RECORDS SHOWN:
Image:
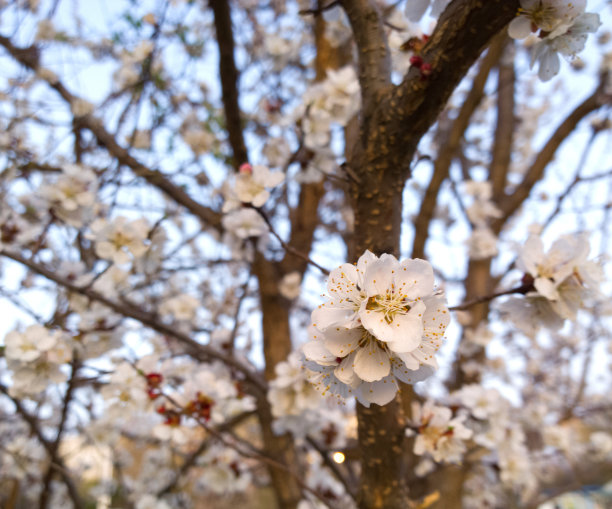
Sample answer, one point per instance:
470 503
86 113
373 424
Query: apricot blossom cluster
384 322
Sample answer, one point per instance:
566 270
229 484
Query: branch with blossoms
129 310
55 461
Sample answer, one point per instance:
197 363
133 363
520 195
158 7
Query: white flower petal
371 362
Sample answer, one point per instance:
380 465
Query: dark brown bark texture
394 118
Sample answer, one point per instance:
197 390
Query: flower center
389 305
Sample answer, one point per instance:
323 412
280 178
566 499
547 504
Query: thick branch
463 31
448 145
374 59
504 130
229 79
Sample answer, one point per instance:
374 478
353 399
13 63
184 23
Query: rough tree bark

YOUR TASK:
The reply must hold each line of the records verbatim and no pictures.

EXERCISE SOLUTION:
Image:
Sample answer, one point per instance:
470 503
86 113
373 424
Query: apricot blossom cluster
384 322
Sample answer, one point per instance:
566 270
229 484
Query: branch with blossoms
129 310
55 461
Sample answer, one point per instance:
197 363
133 363
520 195
158 7
Query: white flower petal
371 362
Sample answer, one point per instance:
380 465
Query: dark brown bark texture
394 118
Sample answer, one point per instance:
197 390
Query: flower center
389 305
Sample answer, one point per instance:
323 412
280 178
566 499
547 504
Query: thick branch
463 31
448 145
374 59
504 130
229 79
Sample answer, one point per instance:
374 478
353 399
13 63
184 23
Query: rough tree bark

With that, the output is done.